(Exercise): From the document text below, list every person it names.

(Document text):
####################
August 9, 2013 No. 2013-20
Dr. Jarrod Hardke, Dr. Gus Lorenz, and Dr. Yeshi Wamishe
Not much has changed in the past week, except for more rainfall across the northern half of the state. The comment has been thrown out there more than once that people have never been so happy to miss an August rain. That says a lot about the year we’re having.
Aside from the rain, things have finally started to get on the balmy side of August like we need. The countryside has a general haze to it from all the heat and humidity. Let’s not forget the sunlight – fewer clouds than in recent weeks should start to really help move things along.
The extended forecast doesn’t look like much of the same though. It looks like we’ll fall back into the mid- and upper-80s next week with lows in the mid-60s. I’m not that excited about a drop in our high temps, but with these lower nighttime temps helping us avoid environmental stress during grain fill, quality should be off the charts.
####################
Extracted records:
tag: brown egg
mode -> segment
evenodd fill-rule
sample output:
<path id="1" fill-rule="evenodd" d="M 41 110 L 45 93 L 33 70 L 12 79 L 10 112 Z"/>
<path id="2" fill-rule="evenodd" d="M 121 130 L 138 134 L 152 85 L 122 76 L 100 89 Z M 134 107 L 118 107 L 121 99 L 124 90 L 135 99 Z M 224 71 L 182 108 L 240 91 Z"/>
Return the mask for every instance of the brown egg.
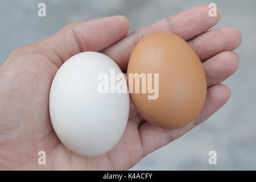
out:
<path id="1" fill-rule="evenodd" d="M 202 63 L 192 48 L 175 34 L 155 32 L 141 39 L 133 51 L 127 73 L 133 104 L 152 125 L 183 127 L 204 105 L 207 87 Z"/>

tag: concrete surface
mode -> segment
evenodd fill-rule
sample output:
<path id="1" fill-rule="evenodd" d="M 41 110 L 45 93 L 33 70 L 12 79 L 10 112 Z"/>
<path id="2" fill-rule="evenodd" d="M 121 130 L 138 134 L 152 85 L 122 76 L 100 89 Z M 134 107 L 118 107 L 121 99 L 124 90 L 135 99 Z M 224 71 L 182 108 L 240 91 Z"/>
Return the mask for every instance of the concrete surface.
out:
<path id="1" fill-rule="evenodd" d="M 44 2 L 47 16 L 37 15 Z M 256 169 L 256 1 L 1 1 L 0 65 L 19 46 L 46 38 L 69 22 L 124 15 L 131 32 L 180 11 L 215 2 L 222 13 L 216 27 L 239 29 L 243 43 L 236 74 L 225 84 L 228 103 L 204 123 L 142 159 L 131 169 Z M 208 164 L 209 151 L 217 164 Z"/>

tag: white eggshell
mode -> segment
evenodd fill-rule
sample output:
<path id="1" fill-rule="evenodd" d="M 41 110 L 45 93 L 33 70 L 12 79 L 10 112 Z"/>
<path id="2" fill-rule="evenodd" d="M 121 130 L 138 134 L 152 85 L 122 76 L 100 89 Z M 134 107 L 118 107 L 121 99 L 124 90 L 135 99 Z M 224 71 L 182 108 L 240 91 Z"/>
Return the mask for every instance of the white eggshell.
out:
####################
(Written answer): Dr. Jarrod Hardke, Dr. Gus Lorenz, Dr. Yeshi Wamishe